GIVEN TEXT:
* * *

KGOSIETSILE NGAKAAGAE
President Mokgweetsi Masisi’s business association with Ramachandran Otapathu is problematic.

I could try and find a name for it, but will choose not to do so, for now. I will merely say, for now, that it does not look good, and if looks count for anything, then there is a problem.

Yet another Botswana president, has a business relationship with the serial presidential business suitor. Either Ram, as he is affectionately known, has a deep fascination with the presidency, or there is something about him or his business enterprises that our Presidents are tripping all over each for.

It was President Festus Mogae. Then followed President Ian Khama’s right hand man, Isaac Kgosi. Now it is President Mokgweetsi Masisi. Whoever the next President or Viced President is, they must proceed to Ram to demand their shareholding as a presidential entitlement. Better still, let’s just put Ram’s business enterprises in the green book.

* * *

RECORDED DATA:
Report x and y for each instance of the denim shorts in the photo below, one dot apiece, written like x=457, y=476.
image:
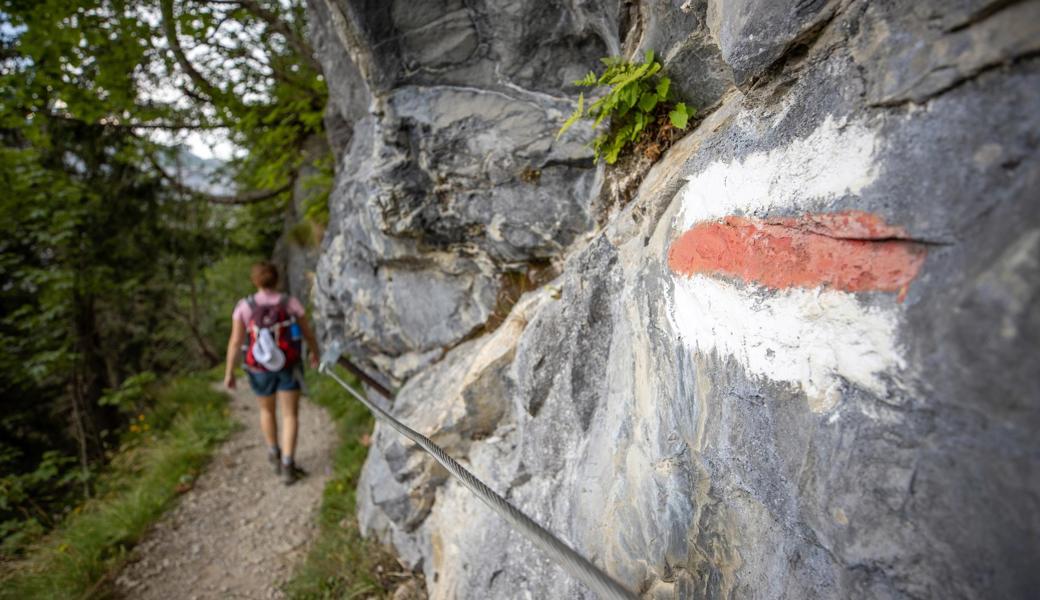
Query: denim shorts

* * *

WHAT TO DO:
1. In the column on President Masisi's business ties, what name is Ramachandran Otapathu affectionately known by?
2. From the column on President Masisi's business ties, extract the part that opens with the words containing "I could try" and closes with "is a problem.".

RESPONSES IN ORDER:
1. Ram

2.
I could try and find a name for it, but will choose not to do so, for now. I will merely say, for now, that it does not look good, and if looks count for anything, then there is a problem.